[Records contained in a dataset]

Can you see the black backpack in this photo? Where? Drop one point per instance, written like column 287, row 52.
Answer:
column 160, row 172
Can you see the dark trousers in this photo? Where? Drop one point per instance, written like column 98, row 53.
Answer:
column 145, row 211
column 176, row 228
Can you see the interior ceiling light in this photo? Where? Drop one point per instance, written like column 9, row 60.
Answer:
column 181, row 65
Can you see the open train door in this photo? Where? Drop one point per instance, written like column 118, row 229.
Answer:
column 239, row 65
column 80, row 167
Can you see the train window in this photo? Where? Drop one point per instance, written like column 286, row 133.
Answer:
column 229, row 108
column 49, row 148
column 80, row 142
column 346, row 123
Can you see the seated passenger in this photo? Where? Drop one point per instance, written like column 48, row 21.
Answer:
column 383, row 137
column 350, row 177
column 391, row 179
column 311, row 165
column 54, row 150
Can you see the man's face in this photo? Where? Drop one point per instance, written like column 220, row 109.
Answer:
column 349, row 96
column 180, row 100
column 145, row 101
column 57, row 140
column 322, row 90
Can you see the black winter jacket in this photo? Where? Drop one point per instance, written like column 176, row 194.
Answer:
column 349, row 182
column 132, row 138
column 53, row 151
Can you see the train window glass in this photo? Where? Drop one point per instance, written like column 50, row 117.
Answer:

__EXERCISE__.
Beginning with the line that holds "Can you see the interior", please return every line through the end of the data, exactly as written.

__EXPECTED ANSWER__.
Can you see the interior ceiling light in this photo? Where? Drop one point per instance, written like column 9, row 60.
Answer:
column 181, row 65
Can you see the open train door in this photo? Where? Drop one point per instance, written like column 118, row 229.
Answer:
column 239, row 65
column 80, row 167
Can you see the train window in this photo? Where? Drop one point per instance, written like column 286, row 133.
Answer:
column 229, row 108
column 49, row 148
column 80, row 142
column 346, row 123
Can you see the seated passenger in this photo? Where? Drop one point per instance, written like column 48, row 21.
Answer:
column 383, row 137
column 350, row 177
column 391, row 179
column 311, row 165
column 54, row 150
Can you see the man's face in this photo? Where? Drop one point per instance, written like column 220, row 109.
Answer:
column 349, row 96
column 180, row 100
column 145, row 101
column 57, row 140
column 322, row 90
Can you see the black winter jacket in this photo? Where? Drop one point per instance, written like column 176, row 194.
Answer:
column 349, row 182
column 132, row 138
column 53, row 151
Can you see the train window glass in this photo? Where? Drop one point per instance, written like column 50, row 117.
Answer:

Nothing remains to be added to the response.